___ Quoted passage
This is a heartfelt letter to the friends of families receiving hospice care.
First and foremost, thank you. Thank you for being present with this friend and family who is facing the very scary prospect of end of life care. With your heart and spirit, you have continued to be present with this person in the darkest of hours and we, as hospice providers, appreciate your courage and friendship. We know from numerous studies that people fear loneliness at end of life so your continued presence and support is both wonderful and necessary.
I/ we have a request, however. We, as hospice providers, believe we are all in this together and we want/ need to be on the same page with the friends and advisors that are in our patients’ ears.
Here’s the thing- we know that talking with a hospice patient/ family is difficult. Their circumstance is overwhelming and our human nature compels us to offer help, to better a situation. The truth is that hospice is hopeful and helpful and wonderful but often times very, very hard. Families are required to provide care they never expected and the grim reality remains that the patient is not going to “get better”. The realities of hospice care with the combined efforts of the hospice team and the family at bedside can be difficult/ harsh/ scary/ exhausting.
______
___ Extracted data
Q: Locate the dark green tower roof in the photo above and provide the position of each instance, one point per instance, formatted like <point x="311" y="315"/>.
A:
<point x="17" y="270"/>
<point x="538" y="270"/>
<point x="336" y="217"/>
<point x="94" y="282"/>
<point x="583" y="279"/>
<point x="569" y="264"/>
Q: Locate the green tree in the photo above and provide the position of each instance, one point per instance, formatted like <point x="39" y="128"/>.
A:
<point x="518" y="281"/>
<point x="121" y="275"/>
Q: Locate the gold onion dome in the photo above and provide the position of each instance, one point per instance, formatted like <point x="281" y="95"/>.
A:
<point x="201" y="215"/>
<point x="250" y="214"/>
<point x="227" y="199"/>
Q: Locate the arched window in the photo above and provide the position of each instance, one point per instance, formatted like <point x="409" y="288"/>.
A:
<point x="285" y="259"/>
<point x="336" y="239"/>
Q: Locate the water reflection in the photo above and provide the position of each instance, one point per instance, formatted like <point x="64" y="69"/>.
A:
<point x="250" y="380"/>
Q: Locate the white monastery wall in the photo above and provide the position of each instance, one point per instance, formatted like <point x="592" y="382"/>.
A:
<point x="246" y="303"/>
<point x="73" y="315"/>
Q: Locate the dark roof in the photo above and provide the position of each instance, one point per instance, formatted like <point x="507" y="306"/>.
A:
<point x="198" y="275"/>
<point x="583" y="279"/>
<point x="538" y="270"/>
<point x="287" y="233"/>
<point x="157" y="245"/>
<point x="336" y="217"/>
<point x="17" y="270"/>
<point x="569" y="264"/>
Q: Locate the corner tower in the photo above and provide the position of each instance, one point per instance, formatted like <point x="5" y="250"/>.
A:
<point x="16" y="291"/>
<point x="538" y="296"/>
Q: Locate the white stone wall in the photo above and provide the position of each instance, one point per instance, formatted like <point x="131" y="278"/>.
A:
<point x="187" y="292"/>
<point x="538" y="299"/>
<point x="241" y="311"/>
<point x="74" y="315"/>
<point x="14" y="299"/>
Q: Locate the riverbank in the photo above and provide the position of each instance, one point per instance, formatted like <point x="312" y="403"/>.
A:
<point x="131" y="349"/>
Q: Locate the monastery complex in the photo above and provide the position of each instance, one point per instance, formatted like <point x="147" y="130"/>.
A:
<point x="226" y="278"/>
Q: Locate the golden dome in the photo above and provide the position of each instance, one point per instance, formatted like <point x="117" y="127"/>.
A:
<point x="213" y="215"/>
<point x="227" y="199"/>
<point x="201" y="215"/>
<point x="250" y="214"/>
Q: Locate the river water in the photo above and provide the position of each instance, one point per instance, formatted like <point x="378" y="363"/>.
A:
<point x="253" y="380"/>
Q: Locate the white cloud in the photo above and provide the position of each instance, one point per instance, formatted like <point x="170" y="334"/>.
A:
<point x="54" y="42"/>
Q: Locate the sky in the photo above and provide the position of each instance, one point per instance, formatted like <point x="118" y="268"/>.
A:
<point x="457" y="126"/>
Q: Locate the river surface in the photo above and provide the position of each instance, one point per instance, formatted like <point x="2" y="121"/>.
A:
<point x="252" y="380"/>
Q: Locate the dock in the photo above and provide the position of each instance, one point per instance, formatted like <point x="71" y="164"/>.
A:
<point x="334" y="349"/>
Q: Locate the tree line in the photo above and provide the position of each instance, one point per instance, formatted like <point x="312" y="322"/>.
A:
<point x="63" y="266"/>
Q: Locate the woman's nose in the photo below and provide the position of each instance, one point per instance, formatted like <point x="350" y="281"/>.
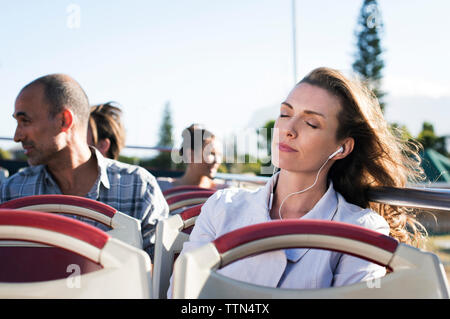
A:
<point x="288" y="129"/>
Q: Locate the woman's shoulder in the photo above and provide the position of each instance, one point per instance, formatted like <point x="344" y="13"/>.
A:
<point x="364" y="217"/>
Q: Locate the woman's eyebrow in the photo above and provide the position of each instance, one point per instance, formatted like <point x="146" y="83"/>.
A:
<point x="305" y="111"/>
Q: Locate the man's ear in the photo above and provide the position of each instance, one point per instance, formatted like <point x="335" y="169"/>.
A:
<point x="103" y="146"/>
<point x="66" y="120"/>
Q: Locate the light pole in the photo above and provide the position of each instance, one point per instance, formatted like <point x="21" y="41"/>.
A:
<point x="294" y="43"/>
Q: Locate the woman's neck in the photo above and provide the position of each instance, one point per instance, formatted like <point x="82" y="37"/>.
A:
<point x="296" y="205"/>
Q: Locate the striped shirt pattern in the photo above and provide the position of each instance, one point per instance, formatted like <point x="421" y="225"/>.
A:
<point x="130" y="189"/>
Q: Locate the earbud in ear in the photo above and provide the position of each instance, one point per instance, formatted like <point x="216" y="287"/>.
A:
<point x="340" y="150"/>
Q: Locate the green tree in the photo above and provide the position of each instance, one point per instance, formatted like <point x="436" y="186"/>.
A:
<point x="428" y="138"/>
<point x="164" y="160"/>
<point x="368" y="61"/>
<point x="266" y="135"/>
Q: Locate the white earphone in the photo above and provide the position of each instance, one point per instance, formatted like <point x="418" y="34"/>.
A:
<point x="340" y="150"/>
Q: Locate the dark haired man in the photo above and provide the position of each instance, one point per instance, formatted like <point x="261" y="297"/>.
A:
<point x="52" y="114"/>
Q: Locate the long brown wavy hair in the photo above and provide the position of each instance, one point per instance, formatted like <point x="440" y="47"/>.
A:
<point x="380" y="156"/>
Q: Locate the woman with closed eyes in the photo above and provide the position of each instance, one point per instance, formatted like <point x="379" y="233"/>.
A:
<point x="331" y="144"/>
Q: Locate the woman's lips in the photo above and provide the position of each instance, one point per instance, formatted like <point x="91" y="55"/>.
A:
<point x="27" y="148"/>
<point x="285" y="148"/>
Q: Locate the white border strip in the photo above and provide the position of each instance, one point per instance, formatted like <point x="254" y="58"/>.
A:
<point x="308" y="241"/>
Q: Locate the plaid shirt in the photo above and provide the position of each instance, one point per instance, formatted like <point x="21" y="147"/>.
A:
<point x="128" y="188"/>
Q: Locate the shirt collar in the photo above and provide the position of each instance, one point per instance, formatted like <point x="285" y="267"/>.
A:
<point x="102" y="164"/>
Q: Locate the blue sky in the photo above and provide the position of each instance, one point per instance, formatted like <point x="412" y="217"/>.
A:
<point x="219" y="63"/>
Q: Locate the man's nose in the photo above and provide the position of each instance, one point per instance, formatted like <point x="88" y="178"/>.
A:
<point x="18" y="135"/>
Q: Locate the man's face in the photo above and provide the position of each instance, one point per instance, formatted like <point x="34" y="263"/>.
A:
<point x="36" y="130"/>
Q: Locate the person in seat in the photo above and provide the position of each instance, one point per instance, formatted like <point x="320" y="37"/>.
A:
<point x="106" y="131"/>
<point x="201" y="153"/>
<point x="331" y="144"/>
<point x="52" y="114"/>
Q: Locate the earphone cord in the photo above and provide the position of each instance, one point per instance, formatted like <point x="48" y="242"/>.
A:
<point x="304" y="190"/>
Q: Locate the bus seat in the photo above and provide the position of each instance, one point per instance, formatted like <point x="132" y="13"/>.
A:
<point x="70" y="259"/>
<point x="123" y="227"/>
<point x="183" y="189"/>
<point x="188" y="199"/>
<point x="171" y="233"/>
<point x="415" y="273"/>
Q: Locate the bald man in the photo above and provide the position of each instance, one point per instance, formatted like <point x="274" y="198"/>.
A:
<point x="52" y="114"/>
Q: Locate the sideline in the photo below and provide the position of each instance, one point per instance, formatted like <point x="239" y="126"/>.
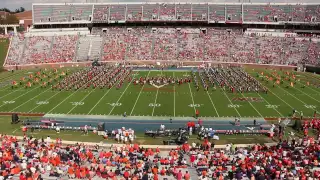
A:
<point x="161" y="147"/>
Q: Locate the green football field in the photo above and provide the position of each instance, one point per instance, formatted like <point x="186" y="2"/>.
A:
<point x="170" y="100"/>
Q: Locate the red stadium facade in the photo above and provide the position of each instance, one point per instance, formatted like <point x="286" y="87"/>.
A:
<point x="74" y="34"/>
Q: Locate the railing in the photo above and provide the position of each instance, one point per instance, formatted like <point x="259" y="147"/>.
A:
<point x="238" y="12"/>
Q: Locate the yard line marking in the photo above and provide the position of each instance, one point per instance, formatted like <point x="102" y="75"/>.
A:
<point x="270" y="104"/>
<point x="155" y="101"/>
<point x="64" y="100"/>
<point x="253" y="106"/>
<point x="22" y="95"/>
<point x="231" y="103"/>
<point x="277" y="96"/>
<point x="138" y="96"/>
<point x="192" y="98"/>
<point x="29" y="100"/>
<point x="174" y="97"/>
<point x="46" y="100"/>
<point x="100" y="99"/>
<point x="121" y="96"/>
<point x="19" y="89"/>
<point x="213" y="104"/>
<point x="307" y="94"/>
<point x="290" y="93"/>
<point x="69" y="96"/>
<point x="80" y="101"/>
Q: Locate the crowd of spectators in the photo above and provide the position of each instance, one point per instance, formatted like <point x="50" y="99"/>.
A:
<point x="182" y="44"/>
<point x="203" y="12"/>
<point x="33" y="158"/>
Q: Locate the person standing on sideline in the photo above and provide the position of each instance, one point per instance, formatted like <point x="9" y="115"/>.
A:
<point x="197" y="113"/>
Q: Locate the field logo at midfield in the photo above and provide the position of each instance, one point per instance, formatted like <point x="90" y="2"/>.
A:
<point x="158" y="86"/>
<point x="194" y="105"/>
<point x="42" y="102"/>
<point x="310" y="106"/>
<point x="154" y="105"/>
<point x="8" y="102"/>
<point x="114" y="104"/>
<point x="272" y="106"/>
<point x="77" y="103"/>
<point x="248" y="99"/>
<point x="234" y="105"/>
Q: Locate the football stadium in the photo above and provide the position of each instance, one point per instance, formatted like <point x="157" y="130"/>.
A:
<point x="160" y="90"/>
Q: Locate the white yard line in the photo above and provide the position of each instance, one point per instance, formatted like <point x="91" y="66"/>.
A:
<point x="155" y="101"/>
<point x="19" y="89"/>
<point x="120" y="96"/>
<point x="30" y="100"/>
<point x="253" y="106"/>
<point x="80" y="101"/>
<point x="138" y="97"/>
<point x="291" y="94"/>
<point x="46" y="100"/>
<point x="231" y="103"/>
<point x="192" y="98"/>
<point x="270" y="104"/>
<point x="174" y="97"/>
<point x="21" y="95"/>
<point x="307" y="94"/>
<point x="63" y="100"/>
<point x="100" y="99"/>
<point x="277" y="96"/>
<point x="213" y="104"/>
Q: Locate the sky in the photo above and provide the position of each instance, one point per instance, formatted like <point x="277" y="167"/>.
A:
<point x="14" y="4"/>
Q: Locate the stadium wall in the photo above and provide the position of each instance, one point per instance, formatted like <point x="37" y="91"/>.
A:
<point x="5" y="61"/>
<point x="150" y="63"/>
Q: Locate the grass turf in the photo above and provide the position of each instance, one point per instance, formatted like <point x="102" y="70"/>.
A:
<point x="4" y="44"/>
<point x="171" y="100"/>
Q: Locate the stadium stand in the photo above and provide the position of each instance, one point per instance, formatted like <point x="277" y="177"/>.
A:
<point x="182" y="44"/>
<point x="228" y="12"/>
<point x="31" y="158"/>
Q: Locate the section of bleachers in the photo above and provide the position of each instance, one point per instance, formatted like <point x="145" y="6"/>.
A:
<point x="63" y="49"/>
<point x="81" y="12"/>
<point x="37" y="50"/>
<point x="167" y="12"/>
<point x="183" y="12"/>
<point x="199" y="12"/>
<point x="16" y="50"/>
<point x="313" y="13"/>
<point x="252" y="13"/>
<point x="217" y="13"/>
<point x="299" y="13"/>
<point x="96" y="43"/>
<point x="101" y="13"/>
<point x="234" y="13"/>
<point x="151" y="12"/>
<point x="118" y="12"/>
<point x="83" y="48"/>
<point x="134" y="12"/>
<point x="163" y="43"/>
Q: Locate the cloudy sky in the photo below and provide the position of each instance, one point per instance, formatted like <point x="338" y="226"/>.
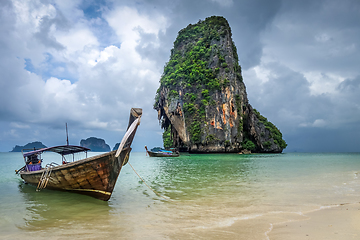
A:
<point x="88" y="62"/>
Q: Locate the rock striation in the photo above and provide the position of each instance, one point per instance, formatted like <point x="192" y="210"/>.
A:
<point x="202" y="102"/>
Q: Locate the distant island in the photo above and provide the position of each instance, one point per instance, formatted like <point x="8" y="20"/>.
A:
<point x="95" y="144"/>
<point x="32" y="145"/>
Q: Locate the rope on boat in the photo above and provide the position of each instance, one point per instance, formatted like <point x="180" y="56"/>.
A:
______
_Actions to take_:
**A)** Answer these questions using the hospice letter, one answer per line.
(i) According to numerous studies, what do people fear at end of life?
(ii) What do hospice providers believe, as stated in their request?
(iii) What kind of care are families required to provide?
**B)** List every word the hospice letter uses in its final sentence to describe the realities of hospice care.
**C)** Resume the hospice letter from the point at which it stops.

_Answers given_:
**A)**
(i) Loneliness.
(ii) That "we are all in this together."
(iii) Care they never expected.

**B)** difficult, harsh, scary, exhausting

**C)**
At Weinstein Hospice, and any quality hospice provider, there is diligent work done to reduce the stress/ burden on the caregiver. However, the truth about providing care at home is families have some extraordinary responsibilities. Sometimes the personal care that is required seems untenable. And things get very, very hard.
Here’s the thing I/ we need you to know: church friends, neighbors, out of state relatives, etc. If you have entrusted the care of your dying loved one to a quality hospice program, like Weinstein Hospice, you need to feel confident that the clinical staff is making all the necessary assessments to provide the right level of care.
Unfortunately, very often we get calls from tired and scared family members saying, “So and so told me I should be getting XYZ…” Or, “So and so said when her Uncle was dying, his hospice did, blah, blah, blah, blah…”
We hear you. Those calls penetrate all of us on our team because they let us know there is fear and unrest and there is need for a response.
What those calls don’t necessarily indicate is the Medicare requirement for continuous care or acute GIP. Those requirements are strict and clear and a proper hospice will not push the limits on those distinctions. We can’t. The financial and regulatory ramifications would be devastating, especially for a small non profit like Weinstein.
But here is what I say to you, interested, devoted, trying to be helpful friends and family. I understand how hard it is to look at an exhausted caregiver and not offer a brighter alternative. Believe me when I say I have cried in my car more times than I can remember leaving a family terrified, despite the reassurance of the 24hour hospice number. I know, Cousin Sue, that his wife shouldn’t be changing his diaper. But I also REALLY know the Medicare criteria and I can’t change benefits that don’t exist.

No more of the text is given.